WHAT TO WORK ON: Rescale everything from the line containing "of the crop" down to the end of the rows, writing out only those lines again with the requests included. Multiply each answer coordinate by 1.2 and round to whole numbers, halves going up, but leave the numbers in the requests and their format samples as they are.

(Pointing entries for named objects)
════

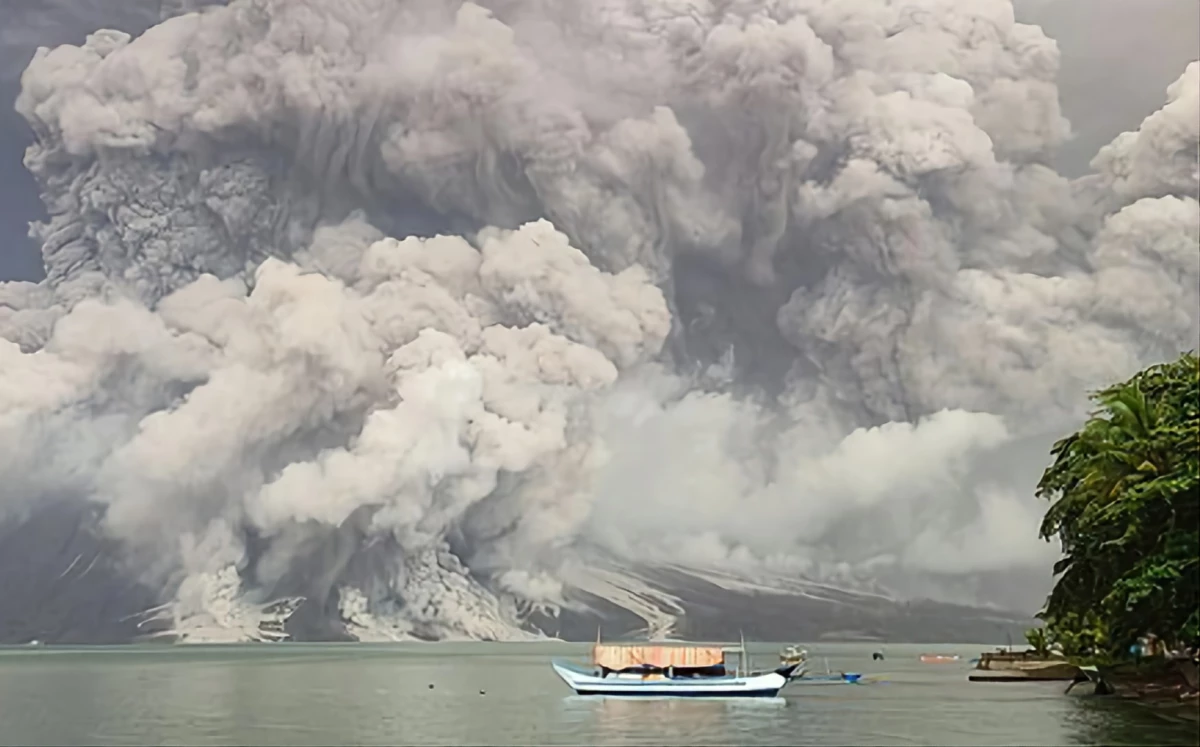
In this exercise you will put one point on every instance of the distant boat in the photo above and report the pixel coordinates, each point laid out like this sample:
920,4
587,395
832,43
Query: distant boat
939,658
671,671
828,677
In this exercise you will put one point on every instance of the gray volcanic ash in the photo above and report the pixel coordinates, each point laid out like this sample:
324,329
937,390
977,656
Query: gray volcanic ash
415,309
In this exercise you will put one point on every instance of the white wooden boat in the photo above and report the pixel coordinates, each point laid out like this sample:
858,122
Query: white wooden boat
672,671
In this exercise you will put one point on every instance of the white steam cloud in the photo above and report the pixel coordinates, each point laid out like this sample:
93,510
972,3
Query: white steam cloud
765,284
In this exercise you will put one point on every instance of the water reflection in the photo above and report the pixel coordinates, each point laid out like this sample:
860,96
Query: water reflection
495,694
675,721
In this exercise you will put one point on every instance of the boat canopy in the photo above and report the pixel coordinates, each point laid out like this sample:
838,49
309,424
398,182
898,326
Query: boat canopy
682,657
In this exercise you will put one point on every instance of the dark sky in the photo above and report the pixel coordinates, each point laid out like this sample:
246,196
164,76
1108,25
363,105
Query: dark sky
1119,58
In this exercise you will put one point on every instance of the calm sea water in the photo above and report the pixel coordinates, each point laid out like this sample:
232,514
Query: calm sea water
507,694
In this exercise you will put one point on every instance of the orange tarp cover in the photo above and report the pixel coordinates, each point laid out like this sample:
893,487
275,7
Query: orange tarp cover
622,657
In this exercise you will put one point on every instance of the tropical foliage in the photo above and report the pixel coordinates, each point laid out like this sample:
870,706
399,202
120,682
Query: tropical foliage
1126,507
1038,640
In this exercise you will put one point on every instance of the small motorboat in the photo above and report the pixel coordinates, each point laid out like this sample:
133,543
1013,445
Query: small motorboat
828,677
671,671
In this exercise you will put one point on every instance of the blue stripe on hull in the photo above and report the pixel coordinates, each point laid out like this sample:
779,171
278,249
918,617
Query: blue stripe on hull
634,693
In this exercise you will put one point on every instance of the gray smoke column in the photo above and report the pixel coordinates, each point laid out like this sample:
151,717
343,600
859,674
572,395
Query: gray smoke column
461,294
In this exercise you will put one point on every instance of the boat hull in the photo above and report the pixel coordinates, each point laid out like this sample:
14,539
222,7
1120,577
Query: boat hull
588,683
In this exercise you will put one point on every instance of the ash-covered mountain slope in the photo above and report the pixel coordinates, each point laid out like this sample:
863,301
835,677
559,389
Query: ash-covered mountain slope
382,318
94,601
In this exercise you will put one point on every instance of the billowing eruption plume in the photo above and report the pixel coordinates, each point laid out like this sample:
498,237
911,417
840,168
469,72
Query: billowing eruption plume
417,309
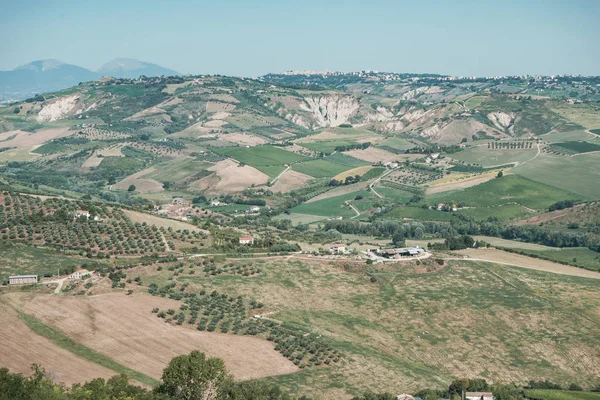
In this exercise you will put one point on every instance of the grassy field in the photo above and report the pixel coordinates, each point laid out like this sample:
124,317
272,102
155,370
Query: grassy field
18,259
491,157
399,333
569,173
327,146
330,207
177,169
580,257
396,144
547,394
261,155
506,212
419,213
321,168
82,351
507,190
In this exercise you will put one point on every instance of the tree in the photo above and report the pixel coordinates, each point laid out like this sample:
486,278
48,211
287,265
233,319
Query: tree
194,376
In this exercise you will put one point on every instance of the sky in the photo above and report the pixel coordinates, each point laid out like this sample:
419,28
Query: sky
254,37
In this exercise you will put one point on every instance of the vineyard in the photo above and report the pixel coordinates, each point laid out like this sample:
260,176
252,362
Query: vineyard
89,229
227,314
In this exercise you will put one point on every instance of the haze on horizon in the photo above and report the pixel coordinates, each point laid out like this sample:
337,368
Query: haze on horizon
252,38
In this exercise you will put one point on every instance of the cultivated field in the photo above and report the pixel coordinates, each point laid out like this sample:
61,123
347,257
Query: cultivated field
124,329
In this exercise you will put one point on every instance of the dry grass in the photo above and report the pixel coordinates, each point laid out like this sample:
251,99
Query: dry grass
21,347
503,257
124,328
229,177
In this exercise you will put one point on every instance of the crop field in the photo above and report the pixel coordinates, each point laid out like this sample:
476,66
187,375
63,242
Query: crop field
329,207
178,169
260,156
503,213
577,147
395,312
425,214
396,144
125,330
581,257
547,394
509,189
568,173
321,168
491,157
327,146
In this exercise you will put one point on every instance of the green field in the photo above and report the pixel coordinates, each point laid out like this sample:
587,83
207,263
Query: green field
547,394
178,169
396,143
492,157
261,155
82,351
50,148
576,147
333,206
580,257
19,259
418,213
577,174
327,146
506,190
506,212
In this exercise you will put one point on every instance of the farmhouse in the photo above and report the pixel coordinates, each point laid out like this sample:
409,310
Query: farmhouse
398,252
246,240
22,279
479,396
337,248
79,274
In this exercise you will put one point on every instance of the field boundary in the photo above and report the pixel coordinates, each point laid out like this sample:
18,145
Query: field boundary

════

FINAL RESULT:
In this exercise you will put one point on every instance of the crop field in the photo above and report the pixel coordinates, each point laid out like this sample:
476,66
187,375
63,242
Query: crop field
395,248
214,203
312,187
604,256
692,176
474,374
510,257
475,173
150,396
697,308
656,473
611,227
682,208
385,202
589,188
392,175
In this exercise you will put one point on every instance of the green field in the photo above and report the pixel coordinates, each point laid out like this sample:
587,83
207,263
Query: green field
656,473
214,203
475,172
590,188
313,186
98,421
60,178
691,176
400,247
696,308
23,311
502,256
692,209
392,175
607,228
607,254
In this exercise you will put one point on every instance of the farmhouse in the photo above and report the pixel coordinates, each point laid out like this sample:
409,310
Query: farmhouse
478,302
295,288
26,335
575,475
404,298
95,329
In this exercise you will put one point on every instance of the field boundary in the photo above and report the pixel coordinates, each point laid out like this sample:
18,145
Query: field boundary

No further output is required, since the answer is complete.